Exercise instructions
When you find the word "should" in a line of the entries, please copy the whole line.

:: Dataset records ::

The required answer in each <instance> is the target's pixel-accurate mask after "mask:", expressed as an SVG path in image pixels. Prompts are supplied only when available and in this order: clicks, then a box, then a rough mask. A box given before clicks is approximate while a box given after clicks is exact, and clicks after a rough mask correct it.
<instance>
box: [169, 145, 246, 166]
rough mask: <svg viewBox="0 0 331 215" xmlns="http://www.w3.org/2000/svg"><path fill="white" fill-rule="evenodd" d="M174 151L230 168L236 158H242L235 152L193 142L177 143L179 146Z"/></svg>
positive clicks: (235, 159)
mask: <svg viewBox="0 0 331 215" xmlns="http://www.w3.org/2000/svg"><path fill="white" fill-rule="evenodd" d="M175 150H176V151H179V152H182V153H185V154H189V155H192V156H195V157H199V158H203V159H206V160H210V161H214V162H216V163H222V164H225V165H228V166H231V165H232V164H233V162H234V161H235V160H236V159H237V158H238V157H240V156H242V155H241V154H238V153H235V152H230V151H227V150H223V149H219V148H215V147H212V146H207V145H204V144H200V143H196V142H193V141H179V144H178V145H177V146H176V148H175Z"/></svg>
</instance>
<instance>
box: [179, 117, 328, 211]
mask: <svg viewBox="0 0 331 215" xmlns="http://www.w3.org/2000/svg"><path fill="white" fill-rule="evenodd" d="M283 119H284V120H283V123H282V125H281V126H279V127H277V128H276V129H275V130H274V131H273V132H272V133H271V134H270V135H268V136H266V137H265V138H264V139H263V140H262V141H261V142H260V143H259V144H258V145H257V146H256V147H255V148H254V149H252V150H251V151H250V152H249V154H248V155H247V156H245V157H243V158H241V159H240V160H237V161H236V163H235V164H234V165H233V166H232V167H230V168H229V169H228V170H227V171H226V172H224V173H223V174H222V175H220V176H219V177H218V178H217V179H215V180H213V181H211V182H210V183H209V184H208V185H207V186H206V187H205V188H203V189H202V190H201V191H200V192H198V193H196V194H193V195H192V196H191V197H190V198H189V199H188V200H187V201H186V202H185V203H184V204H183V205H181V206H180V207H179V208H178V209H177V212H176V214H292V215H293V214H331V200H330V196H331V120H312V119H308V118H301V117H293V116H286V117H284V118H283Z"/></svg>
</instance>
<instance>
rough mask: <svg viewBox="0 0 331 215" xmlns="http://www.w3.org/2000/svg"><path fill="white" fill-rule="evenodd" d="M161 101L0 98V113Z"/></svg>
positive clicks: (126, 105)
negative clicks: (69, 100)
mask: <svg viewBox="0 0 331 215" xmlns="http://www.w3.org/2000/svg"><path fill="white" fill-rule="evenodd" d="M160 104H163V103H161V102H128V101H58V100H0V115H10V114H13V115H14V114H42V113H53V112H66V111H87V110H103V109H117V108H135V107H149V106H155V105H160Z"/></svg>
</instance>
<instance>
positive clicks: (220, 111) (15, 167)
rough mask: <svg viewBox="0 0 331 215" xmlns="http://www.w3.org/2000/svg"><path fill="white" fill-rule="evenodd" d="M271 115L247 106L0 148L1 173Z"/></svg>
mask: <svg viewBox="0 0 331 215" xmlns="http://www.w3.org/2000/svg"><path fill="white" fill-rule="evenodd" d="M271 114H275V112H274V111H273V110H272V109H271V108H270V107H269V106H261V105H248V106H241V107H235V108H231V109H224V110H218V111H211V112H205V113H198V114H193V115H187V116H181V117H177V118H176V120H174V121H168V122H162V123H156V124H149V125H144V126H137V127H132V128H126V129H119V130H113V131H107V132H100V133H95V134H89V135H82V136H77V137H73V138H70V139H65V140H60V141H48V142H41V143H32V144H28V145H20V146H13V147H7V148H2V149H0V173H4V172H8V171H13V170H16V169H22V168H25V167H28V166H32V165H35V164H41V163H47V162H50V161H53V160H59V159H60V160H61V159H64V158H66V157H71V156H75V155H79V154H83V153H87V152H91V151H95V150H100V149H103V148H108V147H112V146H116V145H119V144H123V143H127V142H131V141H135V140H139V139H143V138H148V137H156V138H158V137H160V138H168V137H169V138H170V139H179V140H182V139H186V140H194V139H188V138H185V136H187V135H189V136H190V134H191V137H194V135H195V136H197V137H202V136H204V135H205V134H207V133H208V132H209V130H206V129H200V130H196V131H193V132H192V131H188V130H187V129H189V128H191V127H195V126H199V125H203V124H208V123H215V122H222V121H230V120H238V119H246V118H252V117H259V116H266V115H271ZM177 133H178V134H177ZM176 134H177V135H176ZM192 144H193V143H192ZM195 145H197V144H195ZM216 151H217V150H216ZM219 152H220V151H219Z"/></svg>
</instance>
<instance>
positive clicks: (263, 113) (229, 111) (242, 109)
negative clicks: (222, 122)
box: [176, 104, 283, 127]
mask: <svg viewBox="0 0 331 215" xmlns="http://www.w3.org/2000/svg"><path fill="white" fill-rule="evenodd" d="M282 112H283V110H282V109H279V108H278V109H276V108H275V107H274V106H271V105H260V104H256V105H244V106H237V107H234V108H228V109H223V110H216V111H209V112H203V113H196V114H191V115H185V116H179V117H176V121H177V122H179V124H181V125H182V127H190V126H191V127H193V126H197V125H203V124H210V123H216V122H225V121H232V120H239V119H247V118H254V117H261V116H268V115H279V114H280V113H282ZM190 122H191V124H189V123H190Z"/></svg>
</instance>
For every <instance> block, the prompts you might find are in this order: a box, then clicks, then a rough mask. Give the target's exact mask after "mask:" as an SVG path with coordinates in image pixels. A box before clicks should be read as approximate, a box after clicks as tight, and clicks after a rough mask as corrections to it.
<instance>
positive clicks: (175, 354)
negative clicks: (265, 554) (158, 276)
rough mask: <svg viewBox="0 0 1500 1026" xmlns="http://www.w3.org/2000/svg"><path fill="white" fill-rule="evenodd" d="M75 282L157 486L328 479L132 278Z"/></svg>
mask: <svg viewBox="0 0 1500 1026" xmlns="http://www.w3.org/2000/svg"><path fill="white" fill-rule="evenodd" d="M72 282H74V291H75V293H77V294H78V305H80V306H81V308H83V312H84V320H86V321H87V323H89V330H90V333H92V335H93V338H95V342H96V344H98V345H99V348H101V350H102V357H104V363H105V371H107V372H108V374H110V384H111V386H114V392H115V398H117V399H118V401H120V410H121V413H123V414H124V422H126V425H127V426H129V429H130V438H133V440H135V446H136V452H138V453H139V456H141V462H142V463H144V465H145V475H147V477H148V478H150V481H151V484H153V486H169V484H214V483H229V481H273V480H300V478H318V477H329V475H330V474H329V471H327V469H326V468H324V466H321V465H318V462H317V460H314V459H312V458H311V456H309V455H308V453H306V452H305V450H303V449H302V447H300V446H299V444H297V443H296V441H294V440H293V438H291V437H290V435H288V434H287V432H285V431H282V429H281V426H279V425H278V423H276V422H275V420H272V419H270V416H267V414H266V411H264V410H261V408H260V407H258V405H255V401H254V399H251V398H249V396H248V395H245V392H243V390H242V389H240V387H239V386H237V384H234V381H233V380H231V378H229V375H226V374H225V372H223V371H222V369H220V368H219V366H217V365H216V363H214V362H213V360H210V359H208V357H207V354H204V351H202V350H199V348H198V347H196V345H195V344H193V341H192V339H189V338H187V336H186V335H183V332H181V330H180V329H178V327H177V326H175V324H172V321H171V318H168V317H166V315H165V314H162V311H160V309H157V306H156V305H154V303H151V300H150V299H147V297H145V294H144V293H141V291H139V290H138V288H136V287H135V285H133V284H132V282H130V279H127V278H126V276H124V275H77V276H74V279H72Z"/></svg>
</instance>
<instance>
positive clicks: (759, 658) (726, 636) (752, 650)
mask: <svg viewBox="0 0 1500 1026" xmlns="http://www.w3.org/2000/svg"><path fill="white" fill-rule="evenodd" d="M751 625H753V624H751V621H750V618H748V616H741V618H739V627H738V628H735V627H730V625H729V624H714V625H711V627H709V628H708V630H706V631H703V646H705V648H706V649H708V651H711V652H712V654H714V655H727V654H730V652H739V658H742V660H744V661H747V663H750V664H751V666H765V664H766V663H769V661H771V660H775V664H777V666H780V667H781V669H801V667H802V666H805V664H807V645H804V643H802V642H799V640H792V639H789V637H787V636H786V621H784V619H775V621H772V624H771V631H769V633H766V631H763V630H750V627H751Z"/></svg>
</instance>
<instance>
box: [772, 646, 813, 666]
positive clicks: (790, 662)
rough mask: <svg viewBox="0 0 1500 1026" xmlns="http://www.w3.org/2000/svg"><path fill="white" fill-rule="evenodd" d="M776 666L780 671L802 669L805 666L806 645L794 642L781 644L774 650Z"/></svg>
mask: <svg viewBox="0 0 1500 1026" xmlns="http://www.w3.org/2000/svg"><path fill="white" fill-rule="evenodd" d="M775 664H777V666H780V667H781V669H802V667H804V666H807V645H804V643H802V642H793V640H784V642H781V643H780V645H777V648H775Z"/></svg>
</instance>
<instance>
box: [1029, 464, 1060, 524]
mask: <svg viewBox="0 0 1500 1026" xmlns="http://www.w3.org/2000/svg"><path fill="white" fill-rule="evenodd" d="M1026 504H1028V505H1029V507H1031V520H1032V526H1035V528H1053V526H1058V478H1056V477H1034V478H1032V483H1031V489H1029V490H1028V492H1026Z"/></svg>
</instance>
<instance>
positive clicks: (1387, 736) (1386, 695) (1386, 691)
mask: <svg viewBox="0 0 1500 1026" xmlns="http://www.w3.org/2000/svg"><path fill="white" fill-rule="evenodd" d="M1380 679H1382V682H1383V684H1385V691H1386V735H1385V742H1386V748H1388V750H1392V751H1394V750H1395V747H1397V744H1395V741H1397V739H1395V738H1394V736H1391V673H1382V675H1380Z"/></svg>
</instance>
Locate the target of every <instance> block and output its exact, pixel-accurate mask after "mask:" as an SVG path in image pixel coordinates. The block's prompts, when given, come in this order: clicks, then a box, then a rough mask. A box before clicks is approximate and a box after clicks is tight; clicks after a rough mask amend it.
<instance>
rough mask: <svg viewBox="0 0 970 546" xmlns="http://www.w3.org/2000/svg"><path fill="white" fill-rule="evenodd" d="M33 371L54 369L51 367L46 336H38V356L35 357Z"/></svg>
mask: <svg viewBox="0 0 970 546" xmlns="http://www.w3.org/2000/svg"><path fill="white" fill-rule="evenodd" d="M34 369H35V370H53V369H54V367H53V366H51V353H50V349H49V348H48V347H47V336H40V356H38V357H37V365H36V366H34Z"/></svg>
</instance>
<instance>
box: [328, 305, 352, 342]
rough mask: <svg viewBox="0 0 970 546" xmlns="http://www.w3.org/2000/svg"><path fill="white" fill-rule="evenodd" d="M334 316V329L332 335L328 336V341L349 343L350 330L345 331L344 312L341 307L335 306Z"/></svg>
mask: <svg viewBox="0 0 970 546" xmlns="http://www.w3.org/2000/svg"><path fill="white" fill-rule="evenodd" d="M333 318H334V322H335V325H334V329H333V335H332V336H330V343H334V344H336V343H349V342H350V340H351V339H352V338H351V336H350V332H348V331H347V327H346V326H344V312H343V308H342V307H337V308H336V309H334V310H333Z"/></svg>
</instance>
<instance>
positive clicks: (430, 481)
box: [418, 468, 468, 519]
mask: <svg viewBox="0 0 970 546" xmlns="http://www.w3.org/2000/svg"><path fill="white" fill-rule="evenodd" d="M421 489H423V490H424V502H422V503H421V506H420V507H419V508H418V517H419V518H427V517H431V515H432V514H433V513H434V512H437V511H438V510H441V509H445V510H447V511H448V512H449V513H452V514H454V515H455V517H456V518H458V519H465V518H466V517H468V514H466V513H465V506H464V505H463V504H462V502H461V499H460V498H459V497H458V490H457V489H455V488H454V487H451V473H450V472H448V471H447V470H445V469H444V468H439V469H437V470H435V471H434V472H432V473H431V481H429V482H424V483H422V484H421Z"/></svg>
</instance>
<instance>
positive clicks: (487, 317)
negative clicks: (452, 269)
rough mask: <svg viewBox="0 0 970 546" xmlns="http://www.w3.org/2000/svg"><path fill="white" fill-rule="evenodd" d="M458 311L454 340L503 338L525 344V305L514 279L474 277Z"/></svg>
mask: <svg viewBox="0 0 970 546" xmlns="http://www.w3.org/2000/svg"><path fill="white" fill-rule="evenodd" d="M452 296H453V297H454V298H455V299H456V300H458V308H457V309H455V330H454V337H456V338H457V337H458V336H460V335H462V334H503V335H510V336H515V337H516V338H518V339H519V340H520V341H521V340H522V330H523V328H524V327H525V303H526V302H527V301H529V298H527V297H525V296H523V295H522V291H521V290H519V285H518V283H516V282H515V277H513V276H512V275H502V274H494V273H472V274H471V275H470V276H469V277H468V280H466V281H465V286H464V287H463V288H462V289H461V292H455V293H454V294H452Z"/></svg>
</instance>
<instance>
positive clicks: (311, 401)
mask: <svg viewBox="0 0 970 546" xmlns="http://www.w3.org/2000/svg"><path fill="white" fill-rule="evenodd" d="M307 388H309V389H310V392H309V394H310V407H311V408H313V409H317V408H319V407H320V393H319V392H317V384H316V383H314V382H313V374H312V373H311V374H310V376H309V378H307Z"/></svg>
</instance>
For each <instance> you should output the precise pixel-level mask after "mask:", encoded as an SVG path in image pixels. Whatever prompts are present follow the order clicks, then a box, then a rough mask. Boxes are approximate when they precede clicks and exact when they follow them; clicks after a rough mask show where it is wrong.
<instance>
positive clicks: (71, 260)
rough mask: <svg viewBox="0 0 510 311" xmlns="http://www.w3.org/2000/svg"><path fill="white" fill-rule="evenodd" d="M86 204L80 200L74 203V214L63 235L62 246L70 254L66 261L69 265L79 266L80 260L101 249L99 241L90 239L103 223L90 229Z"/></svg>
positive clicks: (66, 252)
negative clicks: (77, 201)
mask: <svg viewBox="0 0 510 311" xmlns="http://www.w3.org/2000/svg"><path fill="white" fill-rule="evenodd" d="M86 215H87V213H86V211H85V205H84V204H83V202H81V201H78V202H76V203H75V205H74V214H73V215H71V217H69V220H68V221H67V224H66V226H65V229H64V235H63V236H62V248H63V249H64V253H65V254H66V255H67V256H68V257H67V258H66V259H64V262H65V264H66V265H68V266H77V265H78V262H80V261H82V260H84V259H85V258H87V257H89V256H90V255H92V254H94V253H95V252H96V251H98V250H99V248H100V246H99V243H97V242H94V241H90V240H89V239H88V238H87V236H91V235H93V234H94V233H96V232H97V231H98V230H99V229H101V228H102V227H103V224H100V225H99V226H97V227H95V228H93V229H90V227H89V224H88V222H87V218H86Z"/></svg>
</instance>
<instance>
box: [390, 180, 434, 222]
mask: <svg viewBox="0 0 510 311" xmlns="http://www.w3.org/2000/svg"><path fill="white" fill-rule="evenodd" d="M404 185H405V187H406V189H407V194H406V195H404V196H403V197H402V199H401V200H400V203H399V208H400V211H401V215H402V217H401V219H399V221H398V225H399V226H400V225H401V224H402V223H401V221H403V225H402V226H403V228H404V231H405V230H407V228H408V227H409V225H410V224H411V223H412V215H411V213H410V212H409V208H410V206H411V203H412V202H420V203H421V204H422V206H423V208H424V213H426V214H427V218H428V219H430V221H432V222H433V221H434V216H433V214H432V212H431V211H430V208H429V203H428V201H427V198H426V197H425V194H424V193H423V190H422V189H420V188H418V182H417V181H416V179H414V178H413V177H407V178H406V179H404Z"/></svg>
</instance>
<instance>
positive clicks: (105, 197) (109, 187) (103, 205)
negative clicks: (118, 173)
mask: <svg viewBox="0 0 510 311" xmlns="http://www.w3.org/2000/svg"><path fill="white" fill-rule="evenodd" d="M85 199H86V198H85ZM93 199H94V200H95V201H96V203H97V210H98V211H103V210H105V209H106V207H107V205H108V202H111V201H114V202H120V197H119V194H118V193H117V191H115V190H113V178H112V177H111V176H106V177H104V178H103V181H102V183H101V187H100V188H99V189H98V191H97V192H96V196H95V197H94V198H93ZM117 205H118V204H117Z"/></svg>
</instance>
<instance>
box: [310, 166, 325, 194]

:::

Written response
For every <instance> block, the prompts you might find are in this order: a box, then clicks, then a rough mask. Give the target's exact mask after "mask:" as an SVG path with coordinates in image pixels. A box before clicks should be read as approximate, a box after clicks as tight, and clicks after a rough mask as corrections to it.
For each <instance> you should output the precise pixel-level mask after "mask:", encoded as an SVG path in image pixels. Whatever prompts are present follow the order clicks, then a box, then a rough mask. Boxes are approximate when they precede clicks and exact when they follow them; clicks after a rough mask show where it is wrong.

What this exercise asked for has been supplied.